Set problem.
Retype all of the items below line for line without changing anything, and leave out the pictures.

Dataset entries.
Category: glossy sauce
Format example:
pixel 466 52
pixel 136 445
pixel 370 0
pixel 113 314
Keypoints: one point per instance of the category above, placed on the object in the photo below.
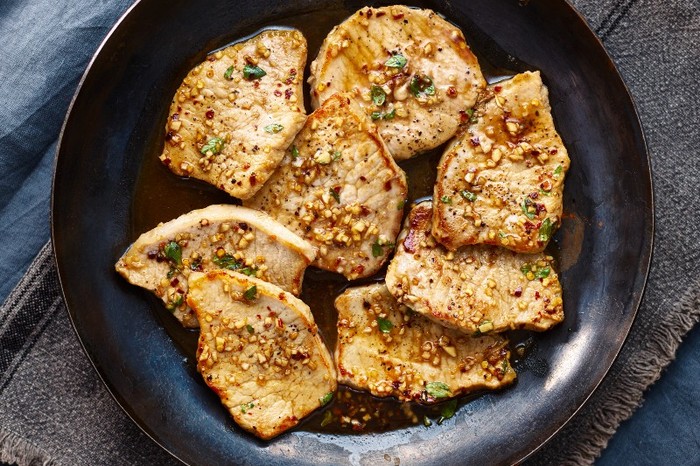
pixel 160 196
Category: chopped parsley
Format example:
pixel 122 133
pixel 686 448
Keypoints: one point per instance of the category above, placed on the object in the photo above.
pixel 251 293
pixel 384 116
pixel 378 95
pixel 448 410
pixel 252 72
pixel 334 194
pixel 546 230
pixel 385 325
pixel 214 146
pixel 421 86
pixel 227 261
pixel 468 195
pixel 325 399
pixel 274 128
pixel 174 304
pixel 437 389
pixel 540 272
pixel 396 61
pixel 173 252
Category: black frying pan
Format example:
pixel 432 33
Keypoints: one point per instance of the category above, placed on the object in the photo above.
pixel 108 188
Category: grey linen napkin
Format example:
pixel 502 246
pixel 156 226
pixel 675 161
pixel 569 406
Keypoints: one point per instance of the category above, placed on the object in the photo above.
pixel 55 410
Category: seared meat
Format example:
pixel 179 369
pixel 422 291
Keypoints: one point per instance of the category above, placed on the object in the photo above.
pixel 390 350
pixel 237 112
pixel 476 288
pixel 339 189
pixel 260 351
pixel 219 236
pixel 411 71
pixel 502 181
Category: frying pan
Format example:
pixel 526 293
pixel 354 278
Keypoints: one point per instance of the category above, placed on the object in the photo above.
pixel 107 189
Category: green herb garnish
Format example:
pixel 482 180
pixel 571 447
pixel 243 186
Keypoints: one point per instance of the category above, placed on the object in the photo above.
pixel 378 95
pixel 325 399
pixel 468 195
pixel 327 418
pixel 448 410
pixel 252 72
pixel 437 389
pixel 525 206
pixel 274 128
pixel 385 325
pixel 422 86
pixel 378 249
pixel 251 293
pixel 173 252
pixel 383 116
pixel 396 61
pixel 546 230
pixel 214 146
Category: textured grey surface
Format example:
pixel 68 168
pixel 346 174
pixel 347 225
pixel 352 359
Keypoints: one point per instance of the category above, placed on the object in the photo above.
pixel 53 406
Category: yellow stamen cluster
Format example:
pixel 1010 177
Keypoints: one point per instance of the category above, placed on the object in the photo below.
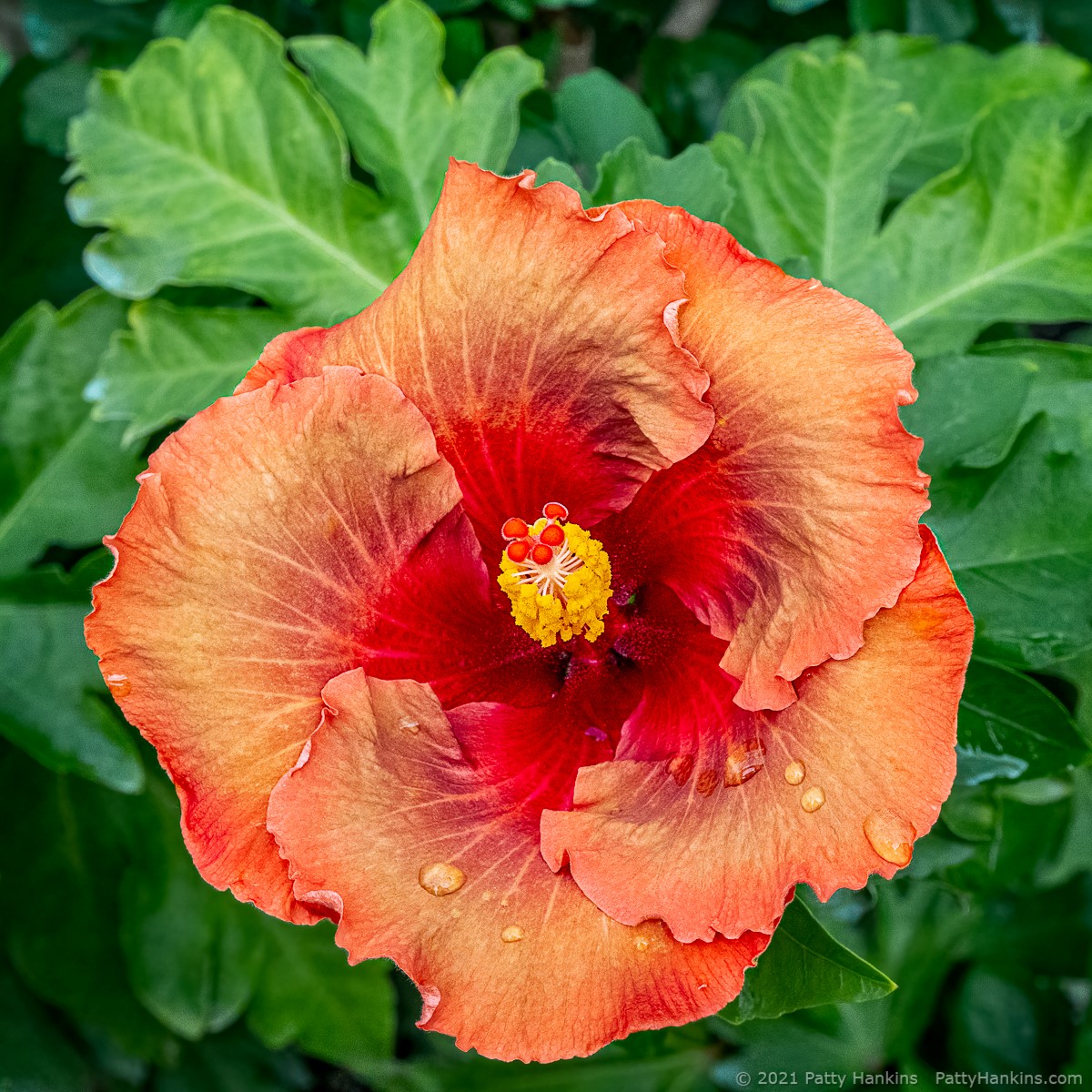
pixel 578 605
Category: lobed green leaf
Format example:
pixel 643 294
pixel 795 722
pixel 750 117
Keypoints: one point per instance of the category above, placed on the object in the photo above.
pixel 214 162
pixel 804 966
pixel 401 115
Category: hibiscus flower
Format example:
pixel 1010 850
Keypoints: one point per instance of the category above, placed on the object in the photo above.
pixel 547 622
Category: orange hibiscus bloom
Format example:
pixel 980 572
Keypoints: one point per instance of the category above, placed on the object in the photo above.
pixel 547 622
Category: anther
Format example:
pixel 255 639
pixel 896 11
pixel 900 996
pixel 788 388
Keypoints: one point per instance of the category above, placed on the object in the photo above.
pixel 552 535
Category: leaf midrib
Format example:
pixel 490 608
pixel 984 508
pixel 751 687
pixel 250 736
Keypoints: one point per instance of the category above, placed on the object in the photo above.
pixel 986 278
pixel 278 212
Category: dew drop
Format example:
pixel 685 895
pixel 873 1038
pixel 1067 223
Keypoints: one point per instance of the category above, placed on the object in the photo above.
pixel 681 768
pixel 707 782
pixel 891 838
pixel 795 773
pixel 743 762
pixel 119 685
pixel 441 878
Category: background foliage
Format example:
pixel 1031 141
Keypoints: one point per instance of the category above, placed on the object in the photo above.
pixel 235 172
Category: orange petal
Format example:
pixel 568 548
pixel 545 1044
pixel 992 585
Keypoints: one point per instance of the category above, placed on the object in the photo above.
pixel 383 811
pixel 261 536
pixel 539 342
pixel 853 773
pixel 816 483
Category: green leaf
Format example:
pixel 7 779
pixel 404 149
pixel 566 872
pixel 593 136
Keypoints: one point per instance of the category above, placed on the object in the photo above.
pixel 401 115
pixel 994 1026
pixel 1075 854
pixel 214 162
pixel 50 101
pixel 812 157
pixel 233 1063
pixel 65 945
pixel 804 966
pixel 693 179
pixel 555 170
pixel 39 258
pixel 34 1055
pixel 1007 238
pixel 309 996
pixel 1011 475
pixel 795 6
pixel 1010 726
pixel 1025 378
pixel 176 360
pixel 950 86
pixel 596 114
pixel 63 476
pixel 1018 540
pixel 660 1067
pixel 948 20
pixel 686 83
pixel 194 954
pixel 49 693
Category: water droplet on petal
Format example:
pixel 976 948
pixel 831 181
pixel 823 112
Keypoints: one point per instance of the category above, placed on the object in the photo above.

Exercise solution.
Category: glossy sauce
Format example:
pixel 466 52
pixel 136 445
pixel 370 0
pixel 113 314
Keypoints: one point per instance of the category above, placed on the object in the photo below.
pixel 160 196
Category: chopped parsley
Format example:
pixel 122 133
pixel 686 448
Keypoints: one point per instance of the category above, placed on the object in the photo above.
pixel 251 293
pixel 384 116
pixel 378 95
pixel 448 410
pixel 252 72
pixel 334 194
pixel 546 230
pixel 385 325
pixel 214 146
pixel 421 86
pixel 227 261
pixel 468 195
pixel 325 399
pixel 274 128
pixel 174 304
pixel 437 389
pixel 540 272
pixel 396 61
pixel 173 252
Category: black frying pan
Format example:
pixel 432 33
Keypoints: one point per instance of the category above, placed on the object in the photo above.
pixel 108 188
Category: grey linen napkin
Format example:
pixel 502 246
pixel 156 226
pixel 675 161
pixel 569 406
Keypoints: one point per instance of the category above, placed on the object in the photo above.
pixel 55 410
Category: seared meat
Format example:
pixel 179 369
pixel 422 291
Keypoints: one point per instance of the category above, placed on the object in the photo above.
pixel 390 350
pixel 237 112
pixel 476 288
pixel 339 189
pixel 260 351
pixel 219 236
pixel 411 71
pixel 502 181
Category: frying pan
Format example:
pixel 526 293
pixel 354 278
Keypoints: one point per instance of the category above, placed on the object in the photo above.
pixel 107 189
Category: green herb garnish
Format example:
pixel 482 180
pixel 571 447
pixel 243 186
Keypoints: one point per instance of the category above, placed on the object in the photo above.
pixel 378 95
pixel 325 399
pixel 468 195
pixel 327 418
pixel 448 410
pixel 252 72
pixel 437 389
pixel 525 206
pixel 274 128
pixel 385 325
pixel 422 86
pixel 378 249
pixel 251 293
pixel 173 252
pixel 383 116
pixel 396 61
pixel 546 230
pixel 214 146
Category: textured grey surface
Format example:
pixel 68 168
pixel 346 174
pixel 347 225
pixel 352 359
Keypoints: one point per instance of the category above, placed on the object in the photo above.
pixel 53 406
Category: yellow stamen cluster
Format example:
pixel 1010 177
Keypoints: one point per instance of the category above, placed on the object in the photo below.
pixel 578 605
Category: lobed green leaf
Format example:
pixel 643 294
pixel 795 722
pixel 750 117
Keypoints: one point per instance of the category above, placed on the object in the photo above.
pixel 214 162
pixel 804 966
pixel 401 115
Category: hibiscus flower
Format example:
pixel 1010 850
Keypoints: one point per instance of the category above, placed on the object in the photo above.
pixel 547 622
Category: orange hibiscus bloom
Format example:
pixel 980 572
Keypoints: one point per instance of the category above, placed on the object in the photo above.
pixel 547 622
Category: anther
Format example:
pixel 255 639
pixel 896 11
pixel 900 996
pixel 788 388
Keypoints: one point per instance of the category above, placed on the object in the photo above.
pixel 552 535
Category: leaf midrib
Format example:
pixel 490 608
pixel 984 508
pixel 751 687
pixel 250 736
Keypoints: one point per instance of the category above, placed on the object in the photo above.
pixel 986 278
pixel 278 212
Category: dew drop
Format example:
pixel 685 895
pixel 873 1038
pixel 1067 223
Keypoints: one point per instance of the category above, placed on the object in the photo above.
pixel 681 768
pixel 707 782
pixel 891 838
pixel 795 773
pixel 743 762
pixel 119 685
pixel 441 878
Category: background foliage
Format example:
pixel 1031 141
Keypoints: one point per instance of the category above, placed on the object in the photo above.
pixel 235 172
Category: orange petal
Format example:
pixel 568 548
pixel 545 1044
pixel 992 585
Keypoints: one point per instance of the category above, placed on the object in the photo above.
pixel 383 811
pixel 261 536
pixel 539 342
pixel 853 773
pixel 816 483
Category: green leaf
Format example:
pixel 7 779
pixel 404 149
pixel 566 872
pixel 593 136
Keypoints: one point per instance of the category above, placed on the object in the photo above.
pixel 401 115
pixel 994 1026
pixel 1075 854
pixel 214 162
pixel 50 101
pixel 812 157
pixel 233 1063
pixel 65 945
pixel 804 966
pixel 693 179
pixel 555 170
pixel 39 258
pixel 34 1055
pixel 1007 238
pixel 309 996
pixel 1011 475
pixel 795 6
pixel 1010 726
pixel 1025 378
pixel 176 360
pixel 950 86
pixel 596 114
pixel 63 476
pixel 1018 540
pixel 660 1067
pixel 948 20
pixel 686 83
pixel 194 954
pixel 49 693
Category: water droplet on petal
Format example:
pixel 976 948
pixel 831 181
pixel 823 112
Keypoints: one point per instance of the category above, placed on the object in the photo above.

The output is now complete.